> _EXERCISE INSTRUCTIONS_
You are to retype all of the data exactly as it appears.

........

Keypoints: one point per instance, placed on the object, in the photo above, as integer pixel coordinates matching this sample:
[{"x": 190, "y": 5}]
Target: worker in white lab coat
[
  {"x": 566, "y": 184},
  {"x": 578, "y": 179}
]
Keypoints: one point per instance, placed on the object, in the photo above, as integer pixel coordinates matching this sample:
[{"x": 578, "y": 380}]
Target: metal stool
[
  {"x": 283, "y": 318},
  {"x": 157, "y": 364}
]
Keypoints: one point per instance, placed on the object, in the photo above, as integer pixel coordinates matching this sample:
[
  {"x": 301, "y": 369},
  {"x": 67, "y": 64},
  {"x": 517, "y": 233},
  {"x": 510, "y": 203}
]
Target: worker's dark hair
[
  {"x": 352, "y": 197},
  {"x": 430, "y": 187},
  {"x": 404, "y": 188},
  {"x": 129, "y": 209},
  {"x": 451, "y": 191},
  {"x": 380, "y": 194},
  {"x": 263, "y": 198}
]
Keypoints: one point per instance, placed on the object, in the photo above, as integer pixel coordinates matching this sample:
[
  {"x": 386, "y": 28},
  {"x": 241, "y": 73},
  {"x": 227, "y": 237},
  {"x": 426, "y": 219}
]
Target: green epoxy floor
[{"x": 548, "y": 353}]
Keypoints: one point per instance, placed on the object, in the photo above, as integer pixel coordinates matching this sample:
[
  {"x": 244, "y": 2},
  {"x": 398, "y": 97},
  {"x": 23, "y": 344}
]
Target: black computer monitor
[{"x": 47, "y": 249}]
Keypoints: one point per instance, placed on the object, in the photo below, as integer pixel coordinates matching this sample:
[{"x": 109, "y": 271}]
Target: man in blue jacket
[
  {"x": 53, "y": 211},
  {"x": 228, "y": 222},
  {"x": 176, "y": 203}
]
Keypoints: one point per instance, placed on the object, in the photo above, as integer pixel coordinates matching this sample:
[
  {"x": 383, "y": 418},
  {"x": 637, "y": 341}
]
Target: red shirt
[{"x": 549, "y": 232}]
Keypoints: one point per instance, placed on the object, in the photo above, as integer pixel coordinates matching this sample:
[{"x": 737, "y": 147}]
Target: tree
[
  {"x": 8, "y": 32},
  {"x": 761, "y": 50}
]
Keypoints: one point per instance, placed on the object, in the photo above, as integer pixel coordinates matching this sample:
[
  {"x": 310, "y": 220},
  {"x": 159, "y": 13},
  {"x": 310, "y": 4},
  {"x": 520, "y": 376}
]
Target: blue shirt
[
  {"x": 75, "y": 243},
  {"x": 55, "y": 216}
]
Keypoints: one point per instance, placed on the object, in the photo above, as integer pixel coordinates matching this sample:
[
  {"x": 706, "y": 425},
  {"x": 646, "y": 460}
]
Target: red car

........

> _YOUR SOLUTION_
Keypoints: one point per instance, placed on the object, in the photo above, as integer pixel coordinates matching this sample:
[{"x": 190, "y": 5}]
Target: worker in white lab coat
[
  {"x": 566, "y": 184},
  {"x": 578, "y": 179}
]
Keypoints: one point per instance, placed on the object, in the photo above, as integer pixel coordinates matching this sample:
[{"x": 578, "y": 380}]
Target: metal stool
[
  {"x": 283, "y": 318},
  {"x": 157, "y": 364}
]
Keypoints: one point per instance, placed on the object, in the photo above, as integer pixel coordinates matching this sample:
[
  {"x": 301, "y": 369},
  {"x": 67, "y": 64},
  {"x": 517, "y": 233},
  {"x": 510, "y": 203}
]
Target: worker's dark hair
[
  {"x": 352, "y": 197},
  {"x": 430, "y": 187},
  {"x": 404, "y": 188},
  {"x": 129, "y": 209},
  {"x": 451, "y": 191},
  {"x": 380, "y": 194},
  {"x": 263, "y": 198}
]
Keypoints: one point per instance, placed on the object, in the photo above, as integer pixel coordinates matching this sample:
[
  {"x": 386, "y": 28},
  {"x": 241, "y": 73},
  {"x": 227, "y": 237},
  {"x": 426, "y": 219}
]
Target: green epoxy floor
[{"x": 548, "y": 353}]
Keypoints: one point per instance, placed on the object, in the photo above, as integer pixel coordinates matching this sample:
[
  {"x": 244, "y": 2},
  {"x": 398, "y": 97},
  {"x": 23, "y": 344}
]
Target: black computer monitor
[{"x": 47, "y": 249}]
Keypoints: one point per instance, placed on the object, in the photo below, as integer pixel coordinates matching this sample:
[{"x": 109, "y": 271}]
Target: man in blue jacket
[
  {"x": 53, "y": 211},
  {"x": 228, "y": 222},
  {"x": 176, "y": 203}
]
Keypoints: one point per instance, placed on the object, in the photo above, as integer pixel coordinates matching this sample:
[
  {"x": 383, "y": 418},
  {"x": 637, "y": 341}
]
Target: red shirt
[{"x": 549, "y": 232}]
Keypoints: one point per instance, placed on the object, in the photo above, as integer pixel coordinates matching this sample:
[{"x": 737, "y": 147}]
Target: tree
[
  {"x": 8, "y": 32},
  {"x": 761, "y": 50}
]
Keypoints: one point per instance, placed on the object, in the photo above, as integer pixel coordinates matching this sample:
[
  {"x": 310, "y": 220},
  {"x": 159, "y": 13},
  {"x": 310, "y": 4},
  {"x": 520, "y": 376}
]
Target: blue shirt
[
  {"x": 75, "y": 243},
  {"x": 55, "y": 216}
]
Keypoints: one point per instance, placed on the object, in the photo above, as integer pixel coordinates matching this sample:
[
  {"x": 706, "y": 425},
  {"x": 646, "y": 460}
]
Target: red car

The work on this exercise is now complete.